→ Aim: Return verbatim the lines beginning with the one that contains "task: outline the vertical wooden plank" and continuing through the one that contains "214L695 53L442 103L475", both included.

→ Supplied records:
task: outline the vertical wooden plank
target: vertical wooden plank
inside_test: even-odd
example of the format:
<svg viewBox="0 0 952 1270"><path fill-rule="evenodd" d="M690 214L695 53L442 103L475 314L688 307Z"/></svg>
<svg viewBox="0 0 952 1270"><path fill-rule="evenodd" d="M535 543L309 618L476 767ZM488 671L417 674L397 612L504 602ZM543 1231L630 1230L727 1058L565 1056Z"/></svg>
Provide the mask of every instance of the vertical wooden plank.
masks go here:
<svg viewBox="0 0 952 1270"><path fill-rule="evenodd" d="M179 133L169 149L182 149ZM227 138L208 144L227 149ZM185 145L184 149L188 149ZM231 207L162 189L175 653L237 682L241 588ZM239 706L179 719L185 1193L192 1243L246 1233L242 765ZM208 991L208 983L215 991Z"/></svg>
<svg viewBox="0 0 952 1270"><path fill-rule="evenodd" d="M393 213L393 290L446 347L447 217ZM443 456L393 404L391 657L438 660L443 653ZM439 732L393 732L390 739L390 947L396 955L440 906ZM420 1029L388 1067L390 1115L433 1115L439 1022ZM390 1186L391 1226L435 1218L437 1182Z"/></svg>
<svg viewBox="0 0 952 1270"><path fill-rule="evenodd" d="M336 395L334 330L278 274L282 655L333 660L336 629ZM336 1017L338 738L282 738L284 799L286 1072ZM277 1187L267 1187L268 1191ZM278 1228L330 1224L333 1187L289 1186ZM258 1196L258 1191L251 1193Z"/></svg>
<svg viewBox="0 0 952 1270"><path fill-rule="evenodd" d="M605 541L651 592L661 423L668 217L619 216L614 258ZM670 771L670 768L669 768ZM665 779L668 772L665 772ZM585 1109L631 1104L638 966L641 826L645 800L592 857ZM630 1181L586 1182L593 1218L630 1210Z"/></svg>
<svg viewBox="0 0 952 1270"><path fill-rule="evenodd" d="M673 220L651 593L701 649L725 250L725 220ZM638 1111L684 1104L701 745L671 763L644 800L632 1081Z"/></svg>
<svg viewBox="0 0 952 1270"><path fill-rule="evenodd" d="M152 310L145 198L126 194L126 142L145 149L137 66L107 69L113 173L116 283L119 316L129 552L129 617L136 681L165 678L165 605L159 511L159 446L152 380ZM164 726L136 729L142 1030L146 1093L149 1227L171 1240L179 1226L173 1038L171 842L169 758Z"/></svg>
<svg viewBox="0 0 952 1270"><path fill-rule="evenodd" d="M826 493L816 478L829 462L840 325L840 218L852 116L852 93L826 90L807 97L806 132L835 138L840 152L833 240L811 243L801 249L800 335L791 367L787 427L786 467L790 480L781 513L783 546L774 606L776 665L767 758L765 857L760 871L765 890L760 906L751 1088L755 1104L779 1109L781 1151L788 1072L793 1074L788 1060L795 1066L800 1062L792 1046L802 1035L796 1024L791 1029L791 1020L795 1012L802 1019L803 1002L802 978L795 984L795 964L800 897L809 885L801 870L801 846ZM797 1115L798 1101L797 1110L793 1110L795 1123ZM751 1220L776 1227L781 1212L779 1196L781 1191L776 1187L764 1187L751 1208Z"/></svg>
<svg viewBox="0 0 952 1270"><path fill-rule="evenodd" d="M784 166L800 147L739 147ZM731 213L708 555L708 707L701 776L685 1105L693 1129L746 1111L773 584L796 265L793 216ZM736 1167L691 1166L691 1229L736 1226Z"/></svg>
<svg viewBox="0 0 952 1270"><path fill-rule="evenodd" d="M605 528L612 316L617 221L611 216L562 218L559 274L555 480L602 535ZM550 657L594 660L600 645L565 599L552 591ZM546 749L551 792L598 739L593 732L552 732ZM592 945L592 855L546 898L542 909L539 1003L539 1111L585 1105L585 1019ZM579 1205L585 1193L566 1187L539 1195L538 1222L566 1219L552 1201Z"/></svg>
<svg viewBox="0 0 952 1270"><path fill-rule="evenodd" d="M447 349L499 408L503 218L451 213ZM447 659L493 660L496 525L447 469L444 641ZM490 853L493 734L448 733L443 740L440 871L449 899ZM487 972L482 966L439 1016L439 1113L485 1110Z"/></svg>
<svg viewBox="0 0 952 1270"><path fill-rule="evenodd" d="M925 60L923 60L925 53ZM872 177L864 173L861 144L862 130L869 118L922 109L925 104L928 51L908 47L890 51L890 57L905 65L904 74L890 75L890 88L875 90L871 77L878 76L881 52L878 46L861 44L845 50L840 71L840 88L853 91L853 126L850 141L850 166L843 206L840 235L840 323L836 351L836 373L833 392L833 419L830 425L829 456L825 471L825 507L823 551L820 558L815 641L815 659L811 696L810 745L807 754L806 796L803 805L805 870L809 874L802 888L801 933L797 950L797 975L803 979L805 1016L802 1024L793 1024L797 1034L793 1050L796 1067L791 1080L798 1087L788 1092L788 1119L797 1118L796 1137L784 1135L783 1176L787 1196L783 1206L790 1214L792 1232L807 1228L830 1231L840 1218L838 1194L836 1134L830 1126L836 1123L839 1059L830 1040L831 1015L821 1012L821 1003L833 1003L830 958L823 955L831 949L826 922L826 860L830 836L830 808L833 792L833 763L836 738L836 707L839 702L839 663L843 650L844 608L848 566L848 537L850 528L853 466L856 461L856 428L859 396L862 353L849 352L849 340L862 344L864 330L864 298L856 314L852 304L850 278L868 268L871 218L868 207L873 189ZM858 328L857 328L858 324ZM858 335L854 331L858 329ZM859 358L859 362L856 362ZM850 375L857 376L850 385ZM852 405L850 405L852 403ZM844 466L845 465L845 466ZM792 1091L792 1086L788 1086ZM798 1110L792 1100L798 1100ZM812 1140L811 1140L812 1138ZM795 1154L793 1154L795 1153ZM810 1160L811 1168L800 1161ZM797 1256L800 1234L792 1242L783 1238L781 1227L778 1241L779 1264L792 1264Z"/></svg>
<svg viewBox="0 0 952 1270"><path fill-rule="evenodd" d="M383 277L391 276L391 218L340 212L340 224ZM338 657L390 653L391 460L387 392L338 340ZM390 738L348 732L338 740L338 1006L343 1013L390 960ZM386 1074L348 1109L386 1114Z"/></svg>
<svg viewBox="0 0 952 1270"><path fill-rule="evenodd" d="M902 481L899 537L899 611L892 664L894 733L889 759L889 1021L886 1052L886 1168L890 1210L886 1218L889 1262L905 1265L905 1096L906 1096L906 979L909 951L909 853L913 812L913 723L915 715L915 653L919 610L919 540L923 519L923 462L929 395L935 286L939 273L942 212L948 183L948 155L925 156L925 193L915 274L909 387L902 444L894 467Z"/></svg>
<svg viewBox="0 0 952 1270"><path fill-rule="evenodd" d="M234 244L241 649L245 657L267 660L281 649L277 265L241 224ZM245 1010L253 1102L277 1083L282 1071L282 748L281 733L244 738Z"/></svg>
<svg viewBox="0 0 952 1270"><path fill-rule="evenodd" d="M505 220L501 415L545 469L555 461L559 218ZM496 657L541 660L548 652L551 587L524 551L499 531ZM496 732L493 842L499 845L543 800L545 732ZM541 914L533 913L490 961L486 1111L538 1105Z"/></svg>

...

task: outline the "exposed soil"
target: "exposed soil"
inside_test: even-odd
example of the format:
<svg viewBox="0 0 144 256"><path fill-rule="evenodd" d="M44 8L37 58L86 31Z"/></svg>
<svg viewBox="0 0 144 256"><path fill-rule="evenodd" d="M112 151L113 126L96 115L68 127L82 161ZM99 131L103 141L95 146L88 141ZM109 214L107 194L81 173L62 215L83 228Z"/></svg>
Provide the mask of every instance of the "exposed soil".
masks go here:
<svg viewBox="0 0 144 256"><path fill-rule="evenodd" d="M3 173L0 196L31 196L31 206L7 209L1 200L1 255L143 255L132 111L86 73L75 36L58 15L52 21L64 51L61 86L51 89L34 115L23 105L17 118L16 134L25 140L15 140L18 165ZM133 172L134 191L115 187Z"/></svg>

* * *

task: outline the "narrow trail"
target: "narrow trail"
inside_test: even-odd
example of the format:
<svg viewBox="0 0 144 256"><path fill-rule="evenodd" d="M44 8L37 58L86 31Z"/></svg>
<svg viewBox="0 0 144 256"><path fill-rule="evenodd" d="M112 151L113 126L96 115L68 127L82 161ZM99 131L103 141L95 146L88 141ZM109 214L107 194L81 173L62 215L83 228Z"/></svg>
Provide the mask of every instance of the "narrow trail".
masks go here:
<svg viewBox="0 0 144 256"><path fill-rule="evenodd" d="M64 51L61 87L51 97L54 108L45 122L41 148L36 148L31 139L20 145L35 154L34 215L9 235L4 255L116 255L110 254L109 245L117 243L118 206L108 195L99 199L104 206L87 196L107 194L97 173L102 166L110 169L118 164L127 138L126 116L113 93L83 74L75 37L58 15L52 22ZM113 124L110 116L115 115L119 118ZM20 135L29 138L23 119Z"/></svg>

→ Solution to this exercise:
task: outline the vertical wooden plank
target: vertical wooden plank
inside_test: even-odd
example of the format:
<svg viewBox="0 0 952 1270"><path fill-rule="evenodd" d="M690 214L695 53L442 103L475 314L688 307Z"/></svg>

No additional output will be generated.